§ What you should do: Identify each line in the data below that contains the string "toned" and copy those lines out in full. Treat uppercase and lowercase as different.
<<<<
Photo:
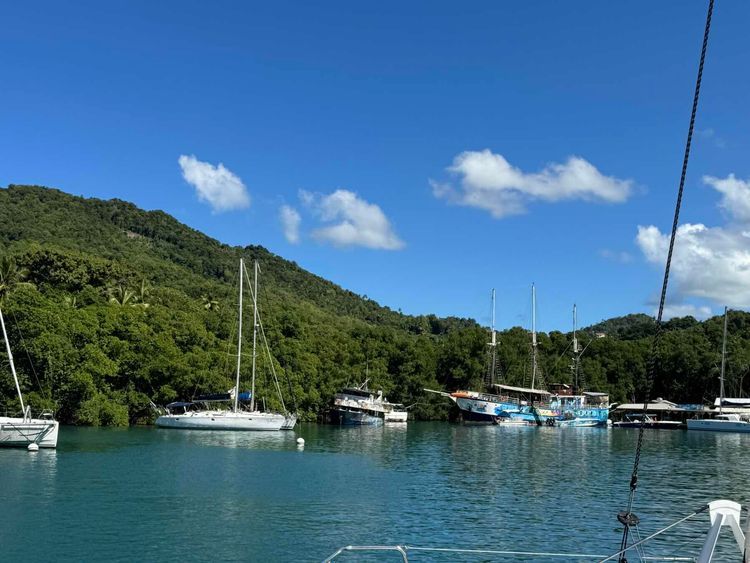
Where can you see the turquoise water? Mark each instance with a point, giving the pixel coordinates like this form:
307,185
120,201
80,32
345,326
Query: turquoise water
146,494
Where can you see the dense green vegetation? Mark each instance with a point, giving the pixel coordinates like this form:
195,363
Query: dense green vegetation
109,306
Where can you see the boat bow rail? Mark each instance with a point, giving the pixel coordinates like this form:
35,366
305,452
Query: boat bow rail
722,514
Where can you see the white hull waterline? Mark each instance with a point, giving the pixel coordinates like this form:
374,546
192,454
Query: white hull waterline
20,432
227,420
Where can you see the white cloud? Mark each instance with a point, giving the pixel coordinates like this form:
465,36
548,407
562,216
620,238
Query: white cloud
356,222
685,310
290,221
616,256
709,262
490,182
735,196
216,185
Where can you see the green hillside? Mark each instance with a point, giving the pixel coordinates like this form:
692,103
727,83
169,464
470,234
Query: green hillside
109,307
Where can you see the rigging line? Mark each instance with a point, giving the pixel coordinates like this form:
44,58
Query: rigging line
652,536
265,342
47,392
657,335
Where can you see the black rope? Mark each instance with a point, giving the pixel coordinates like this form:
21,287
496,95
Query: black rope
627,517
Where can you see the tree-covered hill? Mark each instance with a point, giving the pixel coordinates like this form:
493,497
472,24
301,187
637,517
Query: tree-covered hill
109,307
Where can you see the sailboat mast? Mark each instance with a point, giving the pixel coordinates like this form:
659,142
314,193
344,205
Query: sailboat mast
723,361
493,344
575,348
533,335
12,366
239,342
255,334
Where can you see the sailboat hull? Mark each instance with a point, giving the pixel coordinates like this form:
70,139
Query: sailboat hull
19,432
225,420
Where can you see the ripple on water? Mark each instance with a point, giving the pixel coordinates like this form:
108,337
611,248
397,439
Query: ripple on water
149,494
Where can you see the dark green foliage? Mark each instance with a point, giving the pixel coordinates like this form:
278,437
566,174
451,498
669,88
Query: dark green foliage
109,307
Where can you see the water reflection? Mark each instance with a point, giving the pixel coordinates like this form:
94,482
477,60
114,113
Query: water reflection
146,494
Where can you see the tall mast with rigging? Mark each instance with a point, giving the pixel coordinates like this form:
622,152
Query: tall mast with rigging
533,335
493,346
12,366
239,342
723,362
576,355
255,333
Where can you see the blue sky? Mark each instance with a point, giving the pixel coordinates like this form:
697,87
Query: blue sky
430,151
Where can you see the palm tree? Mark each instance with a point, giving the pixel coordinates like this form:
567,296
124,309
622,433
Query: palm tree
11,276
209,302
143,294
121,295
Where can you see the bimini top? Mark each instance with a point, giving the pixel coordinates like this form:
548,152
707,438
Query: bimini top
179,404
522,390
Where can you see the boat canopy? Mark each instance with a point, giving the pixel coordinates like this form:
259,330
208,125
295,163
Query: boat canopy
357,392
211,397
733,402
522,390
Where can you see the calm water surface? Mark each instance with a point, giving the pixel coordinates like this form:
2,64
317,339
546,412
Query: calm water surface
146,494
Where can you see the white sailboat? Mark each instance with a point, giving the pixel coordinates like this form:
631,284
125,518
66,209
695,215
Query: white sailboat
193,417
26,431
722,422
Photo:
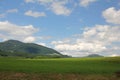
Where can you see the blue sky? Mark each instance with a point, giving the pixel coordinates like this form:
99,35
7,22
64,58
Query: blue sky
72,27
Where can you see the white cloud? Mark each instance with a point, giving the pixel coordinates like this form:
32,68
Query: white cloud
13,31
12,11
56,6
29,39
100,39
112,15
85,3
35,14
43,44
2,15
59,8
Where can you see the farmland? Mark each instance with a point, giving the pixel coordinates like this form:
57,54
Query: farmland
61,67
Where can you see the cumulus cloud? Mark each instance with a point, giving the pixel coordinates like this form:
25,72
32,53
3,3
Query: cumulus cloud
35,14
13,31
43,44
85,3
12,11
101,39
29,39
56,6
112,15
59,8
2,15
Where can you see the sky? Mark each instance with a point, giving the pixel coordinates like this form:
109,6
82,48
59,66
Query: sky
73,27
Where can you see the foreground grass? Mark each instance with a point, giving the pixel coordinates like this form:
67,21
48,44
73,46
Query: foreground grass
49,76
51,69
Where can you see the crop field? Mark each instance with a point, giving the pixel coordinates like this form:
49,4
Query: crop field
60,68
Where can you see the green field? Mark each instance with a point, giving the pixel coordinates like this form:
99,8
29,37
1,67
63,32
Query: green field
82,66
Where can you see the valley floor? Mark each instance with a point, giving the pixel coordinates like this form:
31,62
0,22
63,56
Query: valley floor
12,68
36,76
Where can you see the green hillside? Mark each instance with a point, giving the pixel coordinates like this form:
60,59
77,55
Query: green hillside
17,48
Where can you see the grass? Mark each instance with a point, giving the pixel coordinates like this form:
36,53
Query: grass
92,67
>>>>
<<<<
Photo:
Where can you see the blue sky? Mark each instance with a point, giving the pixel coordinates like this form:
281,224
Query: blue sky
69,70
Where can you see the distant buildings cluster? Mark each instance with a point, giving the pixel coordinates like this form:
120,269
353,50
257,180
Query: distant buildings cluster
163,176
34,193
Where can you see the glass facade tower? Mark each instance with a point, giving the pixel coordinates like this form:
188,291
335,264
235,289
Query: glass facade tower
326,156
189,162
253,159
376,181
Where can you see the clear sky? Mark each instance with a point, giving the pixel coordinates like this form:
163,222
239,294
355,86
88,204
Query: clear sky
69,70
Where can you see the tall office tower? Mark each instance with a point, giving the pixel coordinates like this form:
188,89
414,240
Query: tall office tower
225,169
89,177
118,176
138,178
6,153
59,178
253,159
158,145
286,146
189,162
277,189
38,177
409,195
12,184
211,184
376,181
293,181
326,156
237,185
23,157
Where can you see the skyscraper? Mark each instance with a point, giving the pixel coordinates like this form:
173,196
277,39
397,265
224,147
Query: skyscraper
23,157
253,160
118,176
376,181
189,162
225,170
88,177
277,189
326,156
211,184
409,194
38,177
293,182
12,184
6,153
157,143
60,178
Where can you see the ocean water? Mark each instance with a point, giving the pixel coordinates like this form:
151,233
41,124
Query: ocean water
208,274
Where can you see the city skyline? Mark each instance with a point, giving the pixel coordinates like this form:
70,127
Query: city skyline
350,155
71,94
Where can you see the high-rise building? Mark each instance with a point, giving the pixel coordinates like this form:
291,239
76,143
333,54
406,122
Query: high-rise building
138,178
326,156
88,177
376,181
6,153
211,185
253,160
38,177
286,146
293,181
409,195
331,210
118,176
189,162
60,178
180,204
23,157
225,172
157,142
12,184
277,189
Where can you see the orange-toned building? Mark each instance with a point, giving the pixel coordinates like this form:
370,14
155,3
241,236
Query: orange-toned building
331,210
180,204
>>>>
§ Answer to this problem:
Where can you see the orange-toned building? Mark each instance with a point, giving the pixel coordinates like this form:
Query: orange-toned building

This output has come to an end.